Directions for this task:
Please find every line in the entries below that contains the word "camel" and copy each of those lines. Case counts.
═════ Records provided ═════
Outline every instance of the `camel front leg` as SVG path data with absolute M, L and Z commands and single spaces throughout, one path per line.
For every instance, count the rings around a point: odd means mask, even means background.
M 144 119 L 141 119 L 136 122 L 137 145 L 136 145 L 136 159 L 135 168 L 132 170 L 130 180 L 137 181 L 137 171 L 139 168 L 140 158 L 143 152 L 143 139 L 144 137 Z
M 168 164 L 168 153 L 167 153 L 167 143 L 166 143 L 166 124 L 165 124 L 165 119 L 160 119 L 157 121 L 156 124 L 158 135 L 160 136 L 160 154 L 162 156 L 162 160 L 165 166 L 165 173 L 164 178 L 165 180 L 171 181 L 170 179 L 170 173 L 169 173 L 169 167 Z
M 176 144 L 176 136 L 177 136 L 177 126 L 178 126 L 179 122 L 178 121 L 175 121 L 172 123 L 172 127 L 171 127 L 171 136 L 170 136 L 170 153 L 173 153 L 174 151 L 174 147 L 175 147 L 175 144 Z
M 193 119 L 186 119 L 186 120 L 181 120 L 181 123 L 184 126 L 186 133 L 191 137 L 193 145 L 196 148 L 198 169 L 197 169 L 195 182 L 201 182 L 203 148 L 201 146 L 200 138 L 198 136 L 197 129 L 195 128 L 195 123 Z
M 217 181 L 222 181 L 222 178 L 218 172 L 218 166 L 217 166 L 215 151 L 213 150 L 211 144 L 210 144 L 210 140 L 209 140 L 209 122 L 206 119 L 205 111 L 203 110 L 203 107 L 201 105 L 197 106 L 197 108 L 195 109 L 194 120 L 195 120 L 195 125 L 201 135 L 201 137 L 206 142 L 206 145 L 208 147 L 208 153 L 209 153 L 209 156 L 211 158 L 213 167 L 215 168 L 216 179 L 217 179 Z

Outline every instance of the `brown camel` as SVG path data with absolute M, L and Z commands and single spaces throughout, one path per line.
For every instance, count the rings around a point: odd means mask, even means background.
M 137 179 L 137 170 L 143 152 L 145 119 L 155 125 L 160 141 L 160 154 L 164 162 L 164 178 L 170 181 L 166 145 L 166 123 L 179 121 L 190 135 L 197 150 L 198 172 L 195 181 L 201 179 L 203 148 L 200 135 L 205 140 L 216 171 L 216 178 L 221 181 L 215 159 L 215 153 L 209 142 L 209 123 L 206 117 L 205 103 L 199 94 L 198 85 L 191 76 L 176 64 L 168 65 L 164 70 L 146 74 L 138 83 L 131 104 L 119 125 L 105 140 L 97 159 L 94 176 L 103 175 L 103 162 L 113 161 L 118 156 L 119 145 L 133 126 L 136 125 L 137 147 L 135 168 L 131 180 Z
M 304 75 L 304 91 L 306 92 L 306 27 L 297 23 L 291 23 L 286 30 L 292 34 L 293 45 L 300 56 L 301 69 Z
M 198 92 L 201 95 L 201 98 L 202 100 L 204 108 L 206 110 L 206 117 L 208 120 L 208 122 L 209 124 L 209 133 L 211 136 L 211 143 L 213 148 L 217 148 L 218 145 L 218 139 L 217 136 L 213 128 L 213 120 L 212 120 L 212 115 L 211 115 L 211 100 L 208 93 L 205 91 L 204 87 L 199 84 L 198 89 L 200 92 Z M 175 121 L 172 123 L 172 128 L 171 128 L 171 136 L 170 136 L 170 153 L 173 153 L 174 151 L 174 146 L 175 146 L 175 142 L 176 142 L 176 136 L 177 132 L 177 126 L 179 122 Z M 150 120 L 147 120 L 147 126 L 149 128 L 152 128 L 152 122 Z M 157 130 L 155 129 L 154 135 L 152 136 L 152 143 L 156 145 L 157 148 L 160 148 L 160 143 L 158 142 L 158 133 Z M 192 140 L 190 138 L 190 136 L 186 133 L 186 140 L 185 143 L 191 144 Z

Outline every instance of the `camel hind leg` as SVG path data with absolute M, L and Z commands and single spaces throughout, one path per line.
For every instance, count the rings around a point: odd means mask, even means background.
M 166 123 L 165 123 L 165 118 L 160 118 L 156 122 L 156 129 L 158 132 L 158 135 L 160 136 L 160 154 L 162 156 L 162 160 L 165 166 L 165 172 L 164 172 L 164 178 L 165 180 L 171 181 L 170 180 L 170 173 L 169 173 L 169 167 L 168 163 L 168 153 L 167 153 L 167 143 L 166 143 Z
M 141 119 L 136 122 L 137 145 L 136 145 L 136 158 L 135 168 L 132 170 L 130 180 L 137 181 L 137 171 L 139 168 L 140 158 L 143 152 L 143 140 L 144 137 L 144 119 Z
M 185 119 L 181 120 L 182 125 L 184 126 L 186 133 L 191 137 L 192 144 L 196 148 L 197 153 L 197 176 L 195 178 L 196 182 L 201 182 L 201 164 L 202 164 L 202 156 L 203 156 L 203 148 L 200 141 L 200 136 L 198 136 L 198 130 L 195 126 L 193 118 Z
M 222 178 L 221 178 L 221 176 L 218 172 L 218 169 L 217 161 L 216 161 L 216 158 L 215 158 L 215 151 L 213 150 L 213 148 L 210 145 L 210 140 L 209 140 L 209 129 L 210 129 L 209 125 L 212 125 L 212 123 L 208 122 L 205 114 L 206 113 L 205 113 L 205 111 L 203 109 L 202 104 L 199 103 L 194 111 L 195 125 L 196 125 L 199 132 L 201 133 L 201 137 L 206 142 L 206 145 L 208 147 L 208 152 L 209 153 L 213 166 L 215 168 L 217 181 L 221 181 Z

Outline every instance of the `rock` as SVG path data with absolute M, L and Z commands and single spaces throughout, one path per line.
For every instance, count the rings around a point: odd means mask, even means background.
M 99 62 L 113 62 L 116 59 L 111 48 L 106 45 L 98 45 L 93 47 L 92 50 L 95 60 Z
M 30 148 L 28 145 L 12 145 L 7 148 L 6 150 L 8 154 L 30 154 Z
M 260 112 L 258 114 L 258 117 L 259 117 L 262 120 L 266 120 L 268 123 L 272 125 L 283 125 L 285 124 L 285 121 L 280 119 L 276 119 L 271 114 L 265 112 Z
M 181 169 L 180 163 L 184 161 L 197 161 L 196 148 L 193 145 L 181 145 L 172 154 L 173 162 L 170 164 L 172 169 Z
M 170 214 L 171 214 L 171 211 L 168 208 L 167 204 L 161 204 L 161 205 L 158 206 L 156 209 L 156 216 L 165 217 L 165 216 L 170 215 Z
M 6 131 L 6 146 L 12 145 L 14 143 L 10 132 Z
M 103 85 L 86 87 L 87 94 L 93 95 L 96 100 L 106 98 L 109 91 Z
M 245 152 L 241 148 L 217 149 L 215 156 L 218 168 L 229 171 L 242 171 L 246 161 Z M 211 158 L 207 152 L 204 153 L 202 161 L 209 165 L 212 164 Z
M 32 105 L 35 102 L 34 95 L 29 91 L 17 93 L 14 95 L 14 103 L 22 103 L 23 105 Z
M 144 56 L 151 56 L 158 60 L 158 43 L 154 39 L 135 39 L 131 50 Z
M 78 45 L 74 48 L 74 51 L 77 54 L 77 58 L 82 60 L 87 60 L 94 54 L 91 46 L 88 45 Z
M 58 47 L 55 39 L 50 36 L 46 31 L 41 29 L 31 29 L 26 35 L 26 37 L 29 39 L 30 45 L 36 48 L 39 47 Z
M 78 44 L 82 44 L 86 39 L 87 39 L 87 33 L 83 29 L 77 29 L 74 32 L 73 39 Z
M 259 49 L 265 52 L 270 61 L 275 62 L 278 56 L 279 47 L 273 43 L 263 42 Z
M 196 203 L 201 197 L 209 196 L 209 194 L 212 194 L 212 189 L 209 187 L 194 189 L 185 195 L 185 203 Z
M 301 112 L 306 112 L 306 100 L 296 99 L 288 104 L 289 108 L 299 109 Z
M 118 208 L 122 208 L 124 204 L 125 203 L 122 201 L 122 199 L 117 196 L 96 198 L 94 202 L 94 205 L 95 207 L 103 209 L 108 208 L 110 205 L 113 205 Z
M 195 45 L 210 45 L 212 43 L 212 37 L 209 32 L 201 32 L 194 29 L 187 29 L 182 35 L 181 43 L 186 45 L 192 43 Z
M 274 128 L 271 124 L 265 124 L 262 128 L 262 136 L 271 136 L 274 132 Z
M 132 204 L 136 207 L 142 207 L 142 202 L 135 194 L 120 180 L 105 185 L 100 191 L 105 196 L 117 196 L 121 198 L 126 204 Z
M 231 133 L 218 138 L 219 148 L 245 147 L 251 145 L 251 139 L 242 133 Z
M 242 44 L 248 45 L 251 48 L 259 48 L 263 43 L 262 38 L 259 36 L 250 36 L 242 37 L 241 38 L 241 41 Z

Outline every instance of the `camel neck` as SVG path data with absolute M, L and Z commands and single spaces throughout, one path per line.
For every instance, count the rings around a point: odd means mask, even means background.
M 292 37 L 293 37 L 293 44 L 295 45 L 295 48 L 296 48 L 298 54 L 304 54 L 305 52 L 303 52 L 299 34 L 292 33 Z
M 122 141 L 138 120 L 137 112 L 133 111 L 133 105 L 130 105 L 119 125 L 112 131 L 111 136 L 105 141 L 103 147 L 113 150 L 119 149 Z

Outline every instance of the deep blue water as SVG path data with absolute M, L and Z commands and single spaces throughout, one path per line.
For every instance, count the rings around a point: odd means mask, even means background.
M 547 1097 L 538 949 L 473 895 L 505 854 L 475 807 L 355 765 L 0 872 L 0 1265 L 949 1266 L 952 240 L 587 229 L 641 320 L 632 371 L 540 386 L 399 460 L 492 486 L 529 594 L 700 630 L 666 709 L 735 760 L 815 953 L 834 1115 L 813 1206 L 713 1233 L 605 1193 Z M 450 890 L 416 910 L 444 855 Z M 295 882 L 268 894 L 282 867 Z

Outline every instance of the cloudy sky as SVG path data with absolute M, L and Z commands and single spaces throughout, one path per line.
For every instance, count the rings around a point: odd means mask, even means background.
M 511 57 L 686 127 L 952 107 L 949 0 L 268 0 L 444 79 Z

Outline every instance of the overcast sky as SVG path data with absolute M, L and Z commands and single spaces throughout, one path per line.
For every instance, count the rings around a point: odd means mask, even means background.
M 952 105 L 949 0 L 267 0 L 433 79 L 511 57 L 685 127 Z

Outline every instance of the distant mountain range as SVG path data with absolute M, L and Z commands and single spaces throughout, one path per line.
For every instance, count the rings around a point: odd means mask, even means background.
═════
Answer to this exercise:
Outline every instance of the `camel front leg` as SVG path data with absolute M, L and Z commands and single spaces throughout, one path per line.
Outline every instance of the `brown camel` as SVG path data with absolute M, L and Z commands and single spaces throughout, one path per line.
Outline every instance of the `camel hind leg` as SVG path data with absolute M, L and Z commands and single spaces throughout, one path per line.
Outline every instance of the `camel neck` as SVG path data with absolute M, L and Z commands and single spaces throughout, one path per line.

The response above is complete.